— BEGIN Extracted records —

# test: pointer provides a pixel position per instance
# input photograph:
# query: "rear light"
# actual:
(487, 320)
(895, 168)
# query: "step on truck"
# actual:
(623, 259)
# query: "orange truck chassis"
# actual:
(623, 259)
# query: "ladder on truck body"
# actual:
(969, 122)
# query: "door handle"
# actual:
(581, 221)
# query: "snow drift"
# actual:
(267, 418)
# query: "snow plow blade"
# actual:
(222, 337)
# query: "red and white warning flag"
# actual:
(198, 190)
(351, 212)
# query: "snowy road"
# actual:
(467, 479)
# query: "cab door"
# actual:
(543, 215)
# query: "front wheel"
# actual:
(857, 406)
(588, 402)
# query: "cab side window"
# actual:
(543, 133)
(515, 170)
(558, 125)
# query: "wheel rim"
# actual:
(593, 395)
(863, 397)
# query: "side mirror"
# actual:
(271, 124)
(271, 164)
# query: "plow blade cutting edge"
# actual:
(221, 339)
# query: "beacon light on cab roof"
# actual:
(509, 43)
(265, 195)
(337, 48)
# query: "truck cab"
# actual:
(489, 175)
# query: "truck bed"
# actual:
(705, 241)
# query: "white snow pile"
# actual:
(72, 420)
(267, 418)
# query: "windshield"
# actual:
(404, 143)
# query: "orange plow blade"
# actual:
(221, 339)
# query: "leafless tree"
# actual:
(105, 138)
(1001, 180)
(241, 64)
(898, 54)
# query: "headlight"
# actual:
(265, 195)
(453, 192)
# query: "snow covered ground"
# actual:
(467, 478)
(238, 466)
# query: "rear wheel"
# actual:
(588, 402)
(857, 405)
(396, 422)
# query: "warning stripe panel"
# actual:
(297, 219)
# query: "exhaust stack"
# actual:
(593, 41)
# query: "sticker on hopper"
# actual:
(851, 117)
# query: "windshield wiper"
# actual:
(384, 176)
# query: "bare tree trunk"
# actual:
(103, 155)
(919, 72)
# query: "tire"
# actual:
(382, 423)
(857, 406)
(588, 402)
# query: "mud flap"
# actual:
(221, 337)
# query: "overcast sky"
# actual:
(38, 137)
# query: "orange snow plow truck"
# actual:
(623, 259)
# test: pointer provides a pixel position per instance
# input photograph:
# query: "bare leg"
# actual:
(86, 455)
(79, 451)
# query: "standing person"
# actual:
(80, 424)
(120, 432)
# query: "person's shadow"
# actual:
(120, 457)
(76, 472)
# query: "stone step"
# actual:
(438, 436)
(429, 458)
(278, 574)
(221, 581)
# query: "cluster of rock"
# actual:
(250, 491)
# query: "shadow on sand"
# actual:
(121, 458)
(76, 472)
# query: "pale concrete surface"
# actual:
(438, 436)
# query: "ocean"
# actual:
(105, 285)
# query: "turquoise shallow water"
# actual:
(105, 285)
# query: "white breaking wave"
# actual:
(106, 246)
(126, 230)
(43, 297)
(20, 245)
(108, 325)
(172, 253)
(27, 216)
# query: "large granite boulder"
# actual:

— END Extracted records —

§ Problem to solve: Pull out every line in the listing above that contains the string "step", matching case exactly.

§ Exercise output:
# query: "step on truck"
# query: "stone step"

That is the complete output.